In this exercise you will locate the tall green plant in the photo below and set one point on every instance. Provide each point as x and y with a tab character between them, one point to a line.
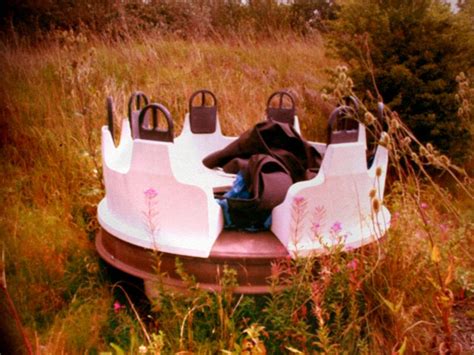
413	50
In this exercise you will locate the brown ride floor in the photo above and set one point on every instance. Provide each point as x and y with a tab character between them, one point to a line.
250	254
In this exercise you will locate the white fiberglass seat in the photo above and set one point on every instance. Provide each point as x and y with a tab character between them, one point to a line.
336	206
153	202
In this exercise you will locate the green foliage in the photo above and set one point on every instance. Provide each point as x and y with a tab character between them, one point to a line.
194	19
413	51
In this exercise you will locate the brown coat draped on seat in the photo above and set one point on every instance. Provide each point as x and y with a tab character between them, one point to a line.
271	156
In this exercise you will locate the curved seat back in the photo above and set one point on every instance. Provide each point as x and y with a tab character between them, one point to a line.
203	118
342	126
137	101
152	131
280	113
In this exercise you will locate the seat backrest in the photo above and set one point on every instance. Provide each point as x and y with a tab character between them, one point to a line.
203	118
152	131
280	113
136	102
110	116
342	126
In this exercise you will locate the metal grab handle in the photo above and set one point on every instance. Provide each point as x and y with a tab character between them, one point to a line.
136	98
153	132
203	119
281	114
110	115
342	126
351	101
========
#### Aim of the task
From the line that contains "In this exercise you will locate the brown ride" through the final line of the material, copy every line exactly, including both ends.

#### Result for this exercise
In this exercise you will locate the brown ride floor in the photo above and set one point on every instance. Provide each point as x and y with a tab character between them, one point to a line.
250	254
In this exercise you will locate the white fiberglass seat in the photo above and set one point on every instance. Provide each point as x and y with a tab character between them, one point to a line.
336	206
153	202
In this exercise you will locate the green foliage in the photo above and set one point on every instance. Provide each point as x and y with a tab character between them, one point to a line.
194	19
413	51
In this exercise you will locate the brown coat draped on seat in the photo above and set one point on every instance. Provide each point as x and y with a tab character between them, one point to a line.
271	156
In this exercise you will locate the curved seat back in the photo above and set one point on every instance. Provide each point as x and y with a tab character between them, one point to a line.
203	118
342	126
137	101
152	131
280	113
In this exercise you will locate the seat backrest in the photo above and set one point on every instance. Provide each point as x and y with a tab character between them, one point to a line.
203	118
152	131
280	113
136	102
110	116
342	126
In this exercise you will locate the metal grab handle in the photo above and set one point on every instance. Provide each point as x and y with a tab character between them, one point to a line.
136	98
153	132
203	119
281	114
110	115
342	126
351	101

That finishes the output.